● Work to complete
1. Rewrite the fadump patch message from "[PATCH v4 4/7]" through "was DLPAR hot-removed.", putting "FADump" in place of "fadump".
2. Resume the fadump patch message from the point where it stops.

[PATCH v4 4/7] powerpc/fadump: Reservationless firmware assisted dump
Hari Bathini
hbathini at linux.vnet.ibm.com
Mon Apr 23 22:53:35 AEST 2018
On Friday 20 April 2018 10:34 AM, Mahesh J Salgaonkar wrote:
> From: Mahesh Salgaonkar <mahesh at linux.vnet.ibm.com>
>
> One of the primary issues with Firmware Assisted Dump (fadump) on Power
> is that it needs a large amount of memory to be reserved. On large
> systems with TeraBytes of memory, this reservation can be quite
> significant.
>
> In some cases, fadump fails if the memory reserved is insufficient, or
> if the reserved memory was DLPAR hot-removed.
>
> In the normal case, post reboot, the preserved memory is filtered to
> extract only relevant areas of interest using the makedumpfile tool.
> While the tool provides flexibility to determine what needs to be part
> of the dump and what memory to filter out, all supported distributions
> default this to "Capture only kernel data and nothing else".
>
> We take advantage of this default and the Linux kernel's Contiguous
> Memory Allocator (CMA) to fundamentally change the memory reservation
> model for fadump.

● Material provided
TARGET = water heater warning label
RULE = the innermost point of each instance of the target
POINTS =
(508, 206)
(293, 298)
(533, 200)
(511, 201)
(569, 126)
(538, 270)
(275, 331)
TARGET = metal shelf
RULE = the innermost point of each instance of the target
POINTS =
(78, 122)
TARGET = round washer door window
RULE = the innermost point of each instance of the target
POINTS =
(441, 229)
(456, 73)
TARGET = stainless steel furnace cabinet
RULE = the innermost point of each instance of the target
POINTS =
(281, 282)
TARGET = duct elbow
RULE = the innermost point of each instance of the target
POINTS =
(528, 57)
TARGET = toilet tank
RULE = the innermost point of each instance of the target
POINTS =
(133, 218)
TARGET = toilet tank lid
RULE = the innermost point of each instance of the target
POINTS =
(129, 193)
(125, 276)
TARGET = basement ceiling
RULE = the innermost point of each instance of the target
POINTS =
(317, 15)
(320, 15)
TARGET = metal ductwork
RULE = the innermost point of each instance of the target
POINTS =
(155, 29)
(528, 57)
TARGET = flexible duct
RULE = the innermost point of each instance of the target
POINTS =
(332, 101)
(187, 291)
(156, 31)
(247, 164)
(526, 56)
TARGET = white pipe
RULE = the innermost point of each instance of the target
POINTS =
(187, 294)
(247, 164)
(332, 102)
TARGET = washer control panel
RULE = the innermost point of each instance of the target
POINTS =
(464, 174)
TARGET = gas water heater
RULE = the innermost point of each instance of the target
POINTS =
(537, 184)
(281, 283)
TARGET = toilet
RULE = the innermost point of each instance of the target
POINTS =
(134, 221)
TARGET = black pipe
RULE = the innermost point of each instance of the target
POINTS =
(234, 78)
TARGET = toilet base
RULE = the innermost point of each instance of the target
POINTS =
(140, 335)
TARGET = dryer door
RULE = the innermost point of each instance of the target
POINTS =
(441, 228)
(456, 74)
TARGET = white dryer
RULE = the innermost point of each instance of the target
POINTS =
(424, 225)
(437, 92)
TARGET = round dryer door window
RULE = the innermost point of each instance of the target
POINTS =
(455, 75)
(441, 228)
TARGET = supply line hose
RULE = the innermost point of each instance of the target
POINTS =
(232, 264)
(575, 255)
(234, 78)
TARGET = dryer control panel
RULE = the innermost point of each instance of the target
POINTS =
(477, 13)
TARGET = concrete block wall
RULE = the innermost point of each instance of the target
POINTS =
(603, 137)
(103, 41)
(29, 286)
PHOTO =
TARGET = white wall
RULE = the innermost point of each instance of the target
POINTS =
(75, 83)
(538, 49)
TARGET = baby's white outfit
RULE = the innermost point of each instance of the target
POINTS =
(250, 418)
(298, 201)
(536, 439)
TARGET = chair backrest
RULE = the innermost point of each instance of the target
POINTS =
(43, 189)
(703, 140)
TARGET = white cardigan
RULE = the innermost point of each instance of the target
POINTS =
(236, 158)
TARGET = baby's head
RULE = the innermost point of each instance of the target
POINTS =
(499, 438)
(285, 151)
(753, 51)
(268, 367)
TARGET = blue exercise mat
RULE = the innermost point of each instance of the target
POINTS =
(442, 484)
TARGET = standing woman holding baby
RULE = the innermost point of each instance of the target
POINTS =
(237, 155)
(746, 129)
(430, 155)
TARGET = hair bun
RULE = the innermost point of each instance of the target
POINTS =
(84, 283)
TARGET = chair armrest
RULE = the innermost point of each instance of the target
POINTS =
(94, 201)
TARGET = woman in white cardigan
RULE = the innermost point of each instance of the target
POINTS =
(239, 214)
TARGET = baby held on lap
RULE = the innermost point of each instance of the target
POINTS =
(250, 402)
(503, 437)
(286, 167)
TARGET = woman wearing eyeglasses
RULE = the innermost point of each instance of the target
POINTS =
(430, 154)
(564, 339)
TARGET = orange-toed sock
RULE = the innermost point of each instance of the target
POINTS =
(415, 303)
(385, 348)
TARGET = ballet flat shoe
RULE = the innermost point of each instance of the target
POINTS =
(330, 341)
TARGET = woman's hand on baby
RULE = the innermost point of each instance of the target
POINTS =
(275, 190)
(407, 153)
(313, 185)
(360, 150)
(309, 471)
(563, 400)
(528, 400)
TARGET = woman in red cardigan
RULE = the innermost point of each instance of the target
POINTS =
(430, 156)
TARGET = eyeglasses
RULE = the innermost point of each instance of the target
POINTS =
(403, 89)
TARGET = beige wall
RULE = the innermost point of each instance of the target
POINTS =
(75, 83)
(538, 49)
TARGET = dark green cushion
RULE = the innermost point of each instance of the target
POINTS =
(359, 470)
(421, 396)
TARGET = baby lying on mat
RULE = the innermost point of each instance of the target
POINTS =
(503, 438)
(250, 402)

● Answers to the problems
1.
[PATCH v4 4/7] powerpc/FADump: Reservationless firmware assisted dump
Hari Bathini
hbathini at linux.vnet.ibm.com
Mon Apr 23 22:53:35 AEST 2018
On Friday 20 April 2018 10:34 AM, Mahesh J Salgaonkar wrote:
> From: Mahesh Salgaonkar <mahesh at linux.vnet.ibm.com>
>
> One of the primary issues with Firmware Assisted Dump (FADump) on Power
> is that it needs a large amount of memory to be reserved. On large
> systems with TeraBytes of memory, this reservation can be quite
> significant.
>
> In some cases, FADump fails if the memory reserved is insufficient, or
> if the reserved memory was DLPAR hot-removed.

2.
>
> Instead of setting aside a significant chunk of memory nobody can use,
> this patch uses CMA instead, to reserve a significant chunk of memory
> that the kernel is prevented from using (due to MIGRATE_CMA), but
> applications are free to use it. With this fadump will still be able
> to capture all of the kernel memory and most of the user space memory
> except the user pages that were present in CMA region.
>
> Essentially, on a P9 LPAR with 2 cores, 8GB RAM and current upstream:
> [root at zzxx-yy10 ~]# free -m
> total used free shared buff/cache available
> Mem: 7557 193 6822 12 541 6725
> Swap: 4095 0 4095
>
> With this patch:
> [root at zzxx-yy10 ~]# free -m
> total used free shared buff/cache available
> Mem: 8133 194 7464 12 475 7338
> Swap: 4095 0 4095
>
> Changes made here are completely transparent to how fadump has
> traditionally worked.
>
> Thanks to Aneesh Kumar and Anshuman Khandual for helping us understand
> CMA and its usage.
>
> TODO:
> - Handle case where CMA reservation spans nodes.
>
> Signed-off-by: Ananth N Mavinakayanahalli <ananth at linux.vnet.ibm.com>
> Signed-off-by: Mahesh Salgaonkar <mahesh at linux.vnet.ibm.com>
> ---
> arch/powerpc/kernel/fadump.c | 120 ++++++++++++++++++++++++++++++++++++------
> 1 file changed, 103 insertions(+), 17 deletions(-)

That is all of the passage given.